Task goal:
Rewrite all the entries below, changing each "annotation target" to "labeling target" and leaving everything else as it is. Leave the pictures out of your answer.

The data:
----------
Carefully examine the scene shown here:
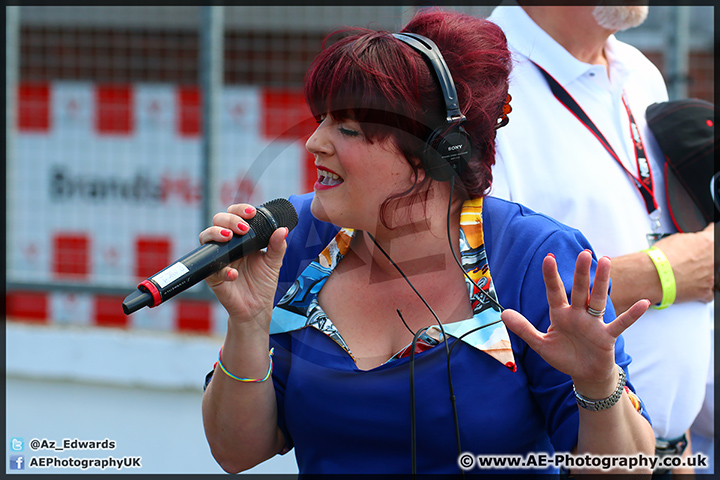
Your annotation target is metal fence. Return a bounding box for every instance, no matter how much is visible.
[6,6,714,332]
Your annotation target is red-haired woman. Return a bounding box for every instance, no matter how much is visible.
[200,9,654,473]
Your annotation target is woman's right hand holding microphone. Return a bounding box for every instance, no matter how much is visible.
[199,203,288,331]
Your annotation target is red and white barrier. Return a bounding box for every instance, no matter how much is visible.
[6,82,315,333]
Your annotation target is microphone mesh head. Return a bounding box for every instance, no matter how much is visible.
[248,198,298,243]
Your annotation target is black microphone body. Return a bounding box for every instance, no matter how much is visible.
[123,198,298,315]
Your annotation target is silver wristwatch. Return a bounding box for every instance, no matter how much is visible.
[573,365,627,412]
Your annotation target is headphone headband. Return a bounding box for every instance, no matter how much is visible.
[393,32,465,124]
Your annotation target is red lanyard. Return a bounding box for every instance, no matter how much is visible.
[535,64,660,230]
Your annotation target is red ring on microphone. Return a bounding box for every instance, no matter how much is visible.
[138,280,162,307]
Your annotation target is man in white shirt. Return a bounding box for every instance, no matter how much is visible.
[489,4,714,472]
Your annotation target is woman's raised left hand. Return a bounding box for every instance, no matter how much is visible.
[502,250,650,399]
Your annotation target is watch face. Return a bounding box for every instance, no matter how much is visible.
[573,365,627,412]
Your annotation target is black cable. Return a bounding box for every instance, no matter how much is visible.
[365,232,450,476]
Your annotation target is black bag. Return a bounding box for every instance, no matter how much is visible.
[645,98,720,232]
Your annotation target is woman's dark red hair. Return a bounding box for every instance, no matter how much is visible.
[305,8,511,218]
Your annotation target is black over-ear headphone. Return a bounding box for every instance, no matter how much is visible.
[393,33,472,182]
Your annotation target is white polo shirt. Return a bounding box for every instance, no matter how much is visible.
[489,6,713,439]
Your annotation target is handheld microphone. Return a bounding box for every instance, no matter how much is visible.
[123,198,298,315]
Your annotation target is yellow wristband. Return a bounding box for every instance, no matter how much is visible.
[643,247,677,310]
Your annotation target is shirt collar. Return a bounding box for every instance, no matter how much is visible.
[488,1,594,87]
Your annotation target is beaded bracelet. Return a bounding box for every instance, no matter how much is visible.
[218,347,275,383]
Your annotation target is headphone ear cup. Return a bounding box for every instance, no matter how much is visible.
[422,126,472,182]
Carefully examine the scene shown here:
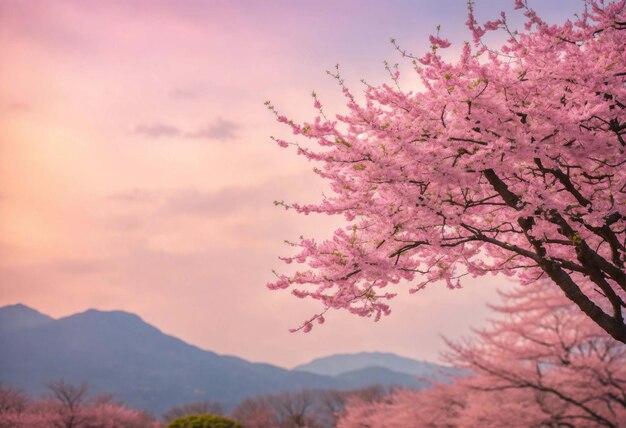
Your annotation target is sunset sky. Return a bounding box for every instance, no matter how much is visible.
[0,0,582,367]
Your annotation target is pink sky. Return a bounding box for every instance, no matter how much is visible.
[0,0,579,366]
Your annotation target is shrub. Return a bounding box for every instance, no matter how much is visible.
[167,413,243,428]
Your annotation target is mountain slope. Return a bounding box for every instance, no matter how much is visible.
[335,366,428,389]
[0,305,450,415]
[0,309,341,413]
[293,352,456,379]
[0,304,54,334]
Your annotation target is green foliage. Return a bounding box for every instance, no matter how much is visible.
[167,413,243,428]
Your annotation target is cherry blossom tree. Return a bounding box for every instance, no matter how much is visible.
[0,381,160,428]
[266,0,626,342]
[447,284,626,427]
[338,283,626,428]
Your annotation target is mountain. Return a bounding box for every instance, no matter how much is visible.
[335,366,428,389]
[0,304,54,334]
[293,352,460,380]
[0,308,343,413]
[0,305,450,415]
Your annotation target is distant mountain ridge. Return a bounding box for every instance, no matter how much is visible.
[0,305,454,414]
[293,352,460,380]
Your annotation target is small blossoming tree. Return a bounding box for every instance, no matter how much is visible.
[267,0,626,342]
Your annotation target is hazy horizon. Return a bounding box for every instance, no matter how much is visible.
[0,0,580,367]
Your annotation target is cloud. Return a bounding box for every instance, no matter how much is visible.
[187,117,241,140]
[134,117,241,140]
[169,87,203,101]
[108,189,155,203]
[135,122,182,138]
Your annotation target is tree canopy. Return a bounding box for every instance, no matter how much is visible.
[266,0,626,342]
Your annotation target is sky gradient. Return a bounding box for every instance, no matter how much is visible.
[0,0,581,367]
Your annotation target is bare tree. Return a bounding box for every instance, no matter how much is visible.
[47,379,87,428]
[0,386,28,415]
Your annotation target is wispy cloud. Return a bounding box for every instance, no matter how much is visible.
[134,117,241,140]
[135,122,182,138]
[187,117,241,140]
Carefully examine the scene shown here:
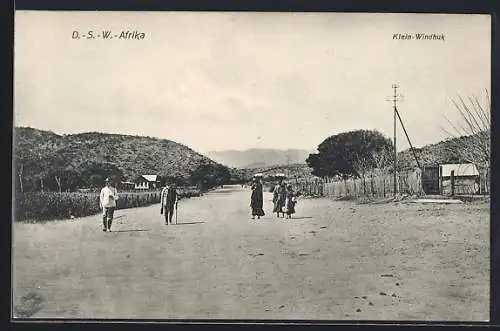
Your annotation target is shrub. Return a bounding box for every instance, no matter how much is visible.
[14,192,160,221]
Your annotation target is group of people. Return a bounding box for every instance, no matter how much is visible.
[99,178,179,232]
[250,176,298,219]
[99,176,298,232]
----------
Correct response:
Carefully examine the scene shown here:
Your labeling target is metal fence. Return a bounding box for every instance, no matter how much is visible.
[6,6,714,332]
Your labeling target is red-haired woman. Return a bounding box for every instance, no matter how much is visible.
[200,9,654,473]
Your labeling target is woman's right hand holding microphone. Return a bounding box for every instance, no matter how much is visible.
[199,203,288,331]
Your labeling target is red and white barrier. Return a bounding box for every instance, no matter how much is visible.
[6,82,315,333]
Your labeling target is microphone mesh head. Return a bounding box for every instance, no matter how much is visible.
[248,198,298,243]
Your labeling target is black microphone body. Return a bounding box for every instance, no matter how much is visible.
[123,198,298,315]
Your labeling target is silver wristwatch. Return a bounding box for every instance, no matter how much is visible.
[573,365,627,412]
Your labeling target is headphone headband. Return a bounding box for every instance, no matter how much is visible.
[393,32,465,124]
Your labeling target is red lanyard. Return a bounding box for every instance, no matter how much is visible.
[535,64,660,230]
Your labeling target is red ring on microphone. Return a bounding box for every instance, no matter how much is visible.
[138,280,162,307]
Your labeling target is man in white shirt. Return a bounding box for every instance, no matter how much is visible.
[489,4,714,472]
Your labeling target is woman's raised left hand. Return a bounding box for every instance, no matter how much is visible.
[502,250,650,399]
Your labeling target is watch face. Return a bounding box for every instance, no matter how much is visible.
[573,365,627,412]
Your labeling target is black cable. Return a bounding box for every instance, no matter how much is visible.
[365,232,450,476]
Your labeling target is black bag. Return a bounding box for every instance, no matter how much is visible.
[645,98,720,232]
Your labeling target is woman's dark red hair. Return a bounding box for every instance, no matter how much is visible.
[305,8,511,218]
Your labeling target is black over-ear headphone. Return a bounding box for every instance, no matter how much is visible.
[393,33,472,182]
Your labeling target is white polo shirt. Return a bounding box for every instance, no matter how much is visible.
[489,6,713,439]
Your labeling target is handheld microphone. Return a bounding box for every instance, no matter how much is visible.
[123,198,298,315]
Your labeling target is yellow wristband. Return a bounding box for every instance, no matter how much is visible.
[643,247,677,310]
Your labeling target is shirt collar. Return a bounding box for every instance, no matter how much is visible.
[488,1,594,87]
Your labeling target is beaded bracelet. Return a bounding box for every instance, no matter how much is visible.
[218,347,275,383]
Your labeling target is headphone ear cup. Return a bounding box for every instance, no matter how much is visible.
[422,126,472,182]
Carefully examine the scene shown here:
Your labeling target is sunset sky. Return a bounding box for every instance, no matter how much is visible.
[0,0,582,367]
Your labeling target is pink sky. Return a bounding box for every instance, no matter how much is visible.
[0,0,579,366]
Your labeling target is shrub. Return a bounding box for every instance, no matter how much is visible.
[167,413,243,428]
Your labeling target is mountain slope. Return a bounding box for every instance, no matter how much is visible.
[335,366,428,389]
[0,305,450,415]
[0,309,341,413]
[293,352,456,379]
[0,304,54,334]
Your labeling target is green foliage. Return a bounding box for every instance, no matter how much is visible.
[167,413,243,428]
Your labeling target is cherry blossom tree. Return a bounding box for every instance, no matter how much is visible.
[0,381,160,428]
[266,0,626,342]
[447,284,626,427]
[338,283,626,428]
Your labeling target is mountain. Return a bounding box for every instance, no matter how much is visible.
[335,366,428,389]
[0,304,54,334]
[293,352,460,380]
[0,308,343,413]
[0,305,450,415]
Your labeling target is distant mountain ridge. Return a bounding box for every instance, no matter how much is visible.
[0,305,454,414]
[293,352,460,380]
Your labeling target is small blossoming tree. Return a bounding box for every instance, no matter how much is visible.
[267,0,626,342]
Your labeling target is hazy horizon. Return a bounding box for every instance, no matter how much is visible.
[0,0,580,367]
Your labeling target is cloud. Return a bounding box for every instance, no matter how much is visible.
[187,117,241,140]
[134,117,241,140]
[169,87,203,101]
[108,189,155,203]
[135,122,182,138]
Your labeling target is tree canopy. Return a bounding box for every instance, no matter how much is visible.
[266,0,626,342]
Your labeling target is sky gradient. Return a bounding box for every instance, no matter how much is visible.
[0,0,581,367]
Your labeling target is bare tree. Return a bounding box for every instance, no matter how much is visible.
[47,379,87,428]
[0,386,28,415]
Your labeling target is wispy cloud. Return a bounding box for every instance, no matter how much is visible.
[134,117,241,140]
[135,122,182,138]
[187,117,241,140]
Carefully examine the scene shown here:
Your labeling target is shrub. Return a bounding box for every instance, no matter how much is visible.
[14,192,160,221]
Your labeling target is group of people. Return a bounding box for every instance, no matter how much is visible.
[99,178,179,232]
[250,176,298,219]
[99,176,298,232]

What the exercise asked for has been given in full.